**EXTRACT TO READ**
——————————

Of course, ET transforms are not purely compile-time, or at least, they
don't have to be. They can have a run-time counterpart, too. I've added
some examples recently to demonstrate this. Have a look at the
CountLeaves transform at http://tinyurl.com/2qme82 for an example that
uses std::plus to accumulate a runtime value.


   However, I just thought I'd try and see if the

> lookaheaads could be calculated a compile time.  That's what I
> attempted in:
>
>    <boost-vault>/Strings - Text Proccesing/gram_lookahead.zip
>
> As the comments indicate, it's not completed.  I ran against a problem
> with the first/follow attributes which is, I think, related to proto's
> terminals.  If you recall, about a week or month ago, there was some
> discussion about the arity of proto terminals.  You decided to change
> the arity to 0.  This was good because it was consistent with the way
> algebra's and their morphisms are defined.  However, in the case of
> gram_lookahead.zip, this lead to the aforementioned problem with
> first/follow calculation.


Which problem?


   In gram_lookahead.zip, the morphisms
> cannot proceed down the expression tree after a node with arity==0 is
> reached.


Huh, there is nothing "down" after a node with arity 0. That's all you
get. :-)


  However, with the first and follow algebra, the terminal
> values are not single values like true or false, but instead multiple
> values like {ident,value,lpar} (e.g. the first attribute of factor
> nonterminal in arith_expression grammar).


OK, so your terminal is a 3-tuple. It's still a terminal.

——————————

**TASKS TO PERFORM**
1. In the passage on proto transforms, what is the name of the zip file holding the attempt to calculate lookaheads at compile time?
2. Pick up the passage on proto transforms after its final line and keep writing it.
The listing placed after this point is separate from the passage on proto transforms.

——————————

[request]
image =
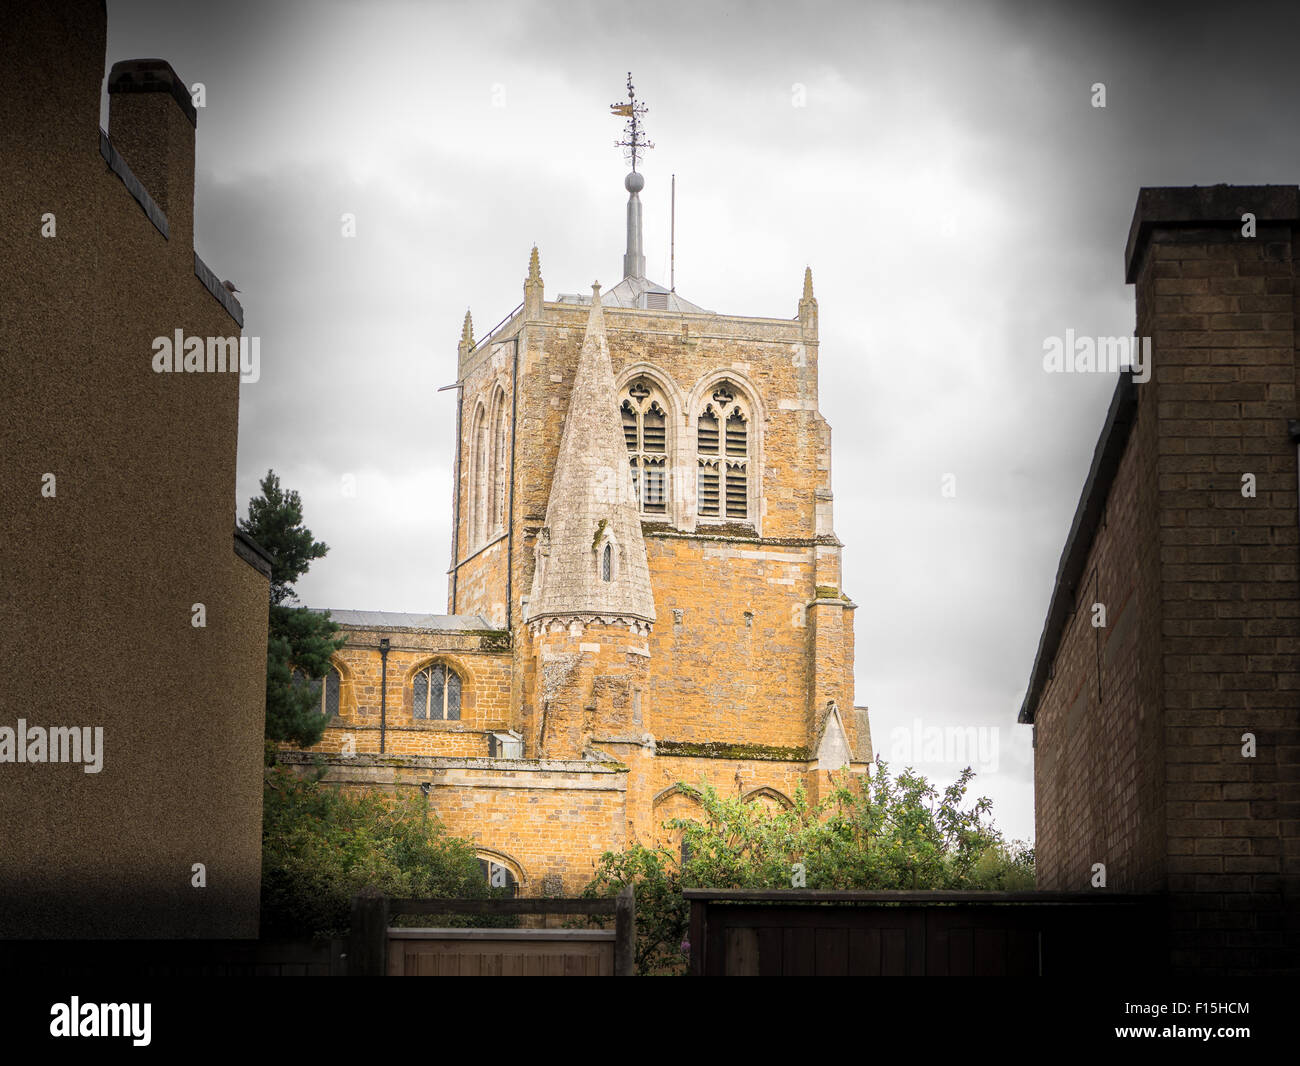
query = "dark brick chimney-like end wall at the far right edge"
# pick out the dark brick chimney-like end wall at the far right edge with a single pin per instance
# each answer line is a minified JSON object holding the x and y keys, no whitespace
{"x":1220,"y":310}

——————————

**RESPONSES**
1. gram_lookahead.zip

2.
   So, the reduction of values
> in this grammar must continue through the value contained in the proto
> terminal (which is an instance of mpl::set on grammar terminals, like
> ident, value, or lpar).


I don't think you need proto to "recurse" into your terminals. I just
think you need to write a custom transform that does something
appropriate with your terminals.


   This lead me to search for something in
> algebra literature to handle this, and that lead to something called
> "heirarchical albebras" where the arity-0 expressions are actually
> values in some other algebra (if I'm interpresting things correctly).
> This sounds like what I was looking for.  I would be interesting if
> the transforms in proto actually were more like heirarchical algebra
> morphisms. Just something to think about (probably in the distant
> future ;) ).


Well, that's one approach. In fact, you can approximate that in proto
today by wrapping a proto expression in a template, effectively hiding
its proto-ness from proto, which would then treat it like any other
terminal. You would be responsible for writing the transforms and/or
contexts that knew about these special terminals and recursed into them.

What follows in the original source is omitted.